Passage provided START
Romidepsin is in Phase 2 development as a latency-reversing agent for HIV treatment.

(Compound details obtained from ChemIDplus Advanced,1 Treatment Action Group website,2 and Journal of Biomedicine and Biotechnology article3)

 
What is romidepsin?What is romidepsin?

What is romidepsin?

Romidepsin is a drug that has been approved by the U.S. Food and Drug Administration (FDA) under the brand name Istodax for the treatment of a certain type of cancer.4 Romidepsin is also being studied as an investigational drug as part of a strategy to cure HIV infection. As an HIV investigational drug, romidepsin belongs to a group of drugs called latency-reversing agents.2

To learn about how investigational drugs are tested during clinical trials, read the HIVinfo What is an Investigational HIV Drug? and HIV and AIDS Clinical Trials fact sheets.

 

How do latency-reversing agents work?How do latency-reversing agents work?

How do latency-reversing agents work?

Currently, there is no cure for HIV infection. One of the main obstacles to curing HIV infection is that the virus can remain hidden and inactive (latent) inside certain cells of the immune system (such as resting CD4 cells) for many months or even years. The cells where latent HIV hides are known as the latent HIV reservoir. Because HIV in this latent state is inactive, the immune system cannot detect the virus, and the antiretroviral (ARV) drugs that are used to treat HIV have no effect on it.5–7

Latency-reversing agents work by drawing HIV out of its latent state within resting CD4 cells. Once the latent HIV is reactivated, the CD4 cells that harbor the virus are more likely to be recognized and killed by the body’s immune system or may be killed by certain HIV therapies, such as those that can enhance the body’s immune response to HIV. Researchers hope that the combined use of romidepsin and other HIV-fighting strategies, including ongoing antiretroviral therapy (ART), may fully eliminate HIV from the body.5–7 To learn more, see the HIVinfo What is a Latent HIV Reservoir? fact sheet.

 

Select clinical trials of romidepsinSelect clinical trials of romidepsin

Select clinical trials of romidepsin

Study Names: REDUC; NCT02092116
Phase: 1b/2a
Status: This study has been completed.
Location: Denmark
Purpose: The REDUC trial was a two-part study. Part A was designed to find a safe and effective dose of romidepsin for latency reversal to use in the second part of the study. Part B was designed to evaluate the effect of the investigational therapeutic HIV vaccine Vacc-4x plus adjuvant combined with romidepsin on the amount of latent HIV in the body and viral load levels during an analytical treatment interruption of ART.8
Selected Study Results: Results from Part A of the trial published in PLoS Pathogens (2015) showed that romidepsin could safely reverse HIV latency. Part B results published in the Lancet HIV (2016) indicated that the combination of Vacc-4x plus adjuvant and romidepsin produced approximately a 40% reduction in the size of the latent HIV reservoir. The combined strategy, however, had no effect on prolonging the time from ART interruption to viral rebound.9,10
Additional Published Material:


Study Names: ACTG 5315; NCT01933594
Phase: 1/2
Status: This study has been completed.
Passage provided END
_What you will do_.
Summarize the romidepsin passage above in three sentences.
Record extracts START
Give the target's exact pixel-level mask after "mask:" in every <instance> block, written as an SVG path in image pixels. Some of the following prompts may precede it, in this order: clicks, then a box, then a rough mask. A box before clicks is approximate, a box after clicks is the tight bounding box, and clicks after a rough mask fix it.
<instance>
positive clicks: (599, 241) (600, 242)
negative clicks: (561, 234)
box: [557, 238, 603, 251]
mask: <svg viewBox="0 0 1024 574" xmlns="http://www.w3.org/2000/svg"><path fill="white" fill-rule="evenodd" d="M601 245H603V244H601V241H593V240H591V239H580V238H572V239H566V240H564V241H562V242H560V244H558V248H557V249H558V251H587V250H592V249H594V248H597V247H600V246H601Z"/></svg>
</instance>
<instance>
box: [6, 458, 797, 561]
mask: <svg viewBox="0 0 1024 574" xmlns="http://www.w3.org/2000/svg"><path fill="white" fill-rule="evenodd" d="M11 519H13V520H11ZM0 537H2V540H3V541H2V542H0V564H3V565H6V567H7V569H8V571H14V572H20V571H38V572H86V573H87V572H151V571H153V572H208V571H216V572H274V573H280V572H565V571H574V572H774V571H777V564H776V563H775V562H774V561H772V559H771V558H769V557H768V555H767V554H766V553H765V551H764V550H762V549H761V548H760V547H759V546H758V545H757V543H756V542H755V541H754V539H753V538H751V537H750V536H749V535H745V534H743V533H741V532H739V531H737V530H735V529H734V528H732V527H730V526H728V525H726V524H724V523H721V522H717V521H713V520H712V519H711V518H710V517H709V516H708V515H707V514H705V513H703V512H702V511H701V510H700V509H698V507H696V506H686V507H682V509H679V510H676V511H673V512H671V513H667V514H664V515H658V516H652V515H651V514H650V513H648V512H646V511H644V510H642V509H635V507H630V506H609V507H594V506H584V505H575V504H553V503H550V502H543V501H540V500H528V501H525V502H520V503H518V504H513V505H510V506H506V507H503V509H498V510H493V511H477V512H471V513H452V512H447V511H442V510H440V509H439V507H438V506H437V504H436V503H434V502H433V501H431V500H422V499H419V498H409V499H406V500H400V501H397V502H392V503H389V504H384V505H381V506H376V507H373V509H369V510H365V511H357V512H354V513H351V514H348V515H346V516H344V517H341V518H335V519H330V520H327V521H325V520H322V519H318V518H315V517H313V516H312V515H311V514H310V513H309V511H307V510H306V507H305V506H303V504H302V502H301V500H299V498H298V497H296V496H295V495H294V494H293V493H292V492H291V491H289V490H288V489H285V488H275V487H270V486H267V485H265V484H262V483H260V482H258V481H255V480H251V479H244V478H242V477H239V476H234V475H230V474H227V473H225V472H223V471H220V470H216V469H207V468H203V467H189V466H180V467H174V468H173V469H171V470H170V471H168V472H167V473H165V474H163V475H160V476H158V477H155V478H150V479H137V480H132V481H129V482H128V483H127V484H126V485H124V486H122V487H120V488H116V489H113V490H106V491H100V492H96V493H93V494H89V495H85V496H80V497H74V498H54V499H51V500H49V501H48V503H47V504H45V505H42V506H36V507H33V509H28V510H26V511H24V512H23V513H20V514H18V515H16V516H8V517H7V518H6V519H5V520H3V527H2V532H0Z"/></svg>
Record extracts END
_Answer box_.
Romidepsin, approved by the FDA under the brand name Istodax for a certain type of cancer, is also being studied as an investigational latency-reversing agent in a strategy to cure HIV infection. Latency-reversing agents draw HIV out of its latent state within resting CD4 cells, making those cells more likely to be recognized and killed by the immune system or by certain HIV therapies. In the completed REDUC trial in Denmark, romidepsin safely reversed HIV latency, and combining it with Vacc-4x plus adjuvant reduced the latent HIV reservoir by approximately 40% but did not prolong the time from ART interruption to viral rebound.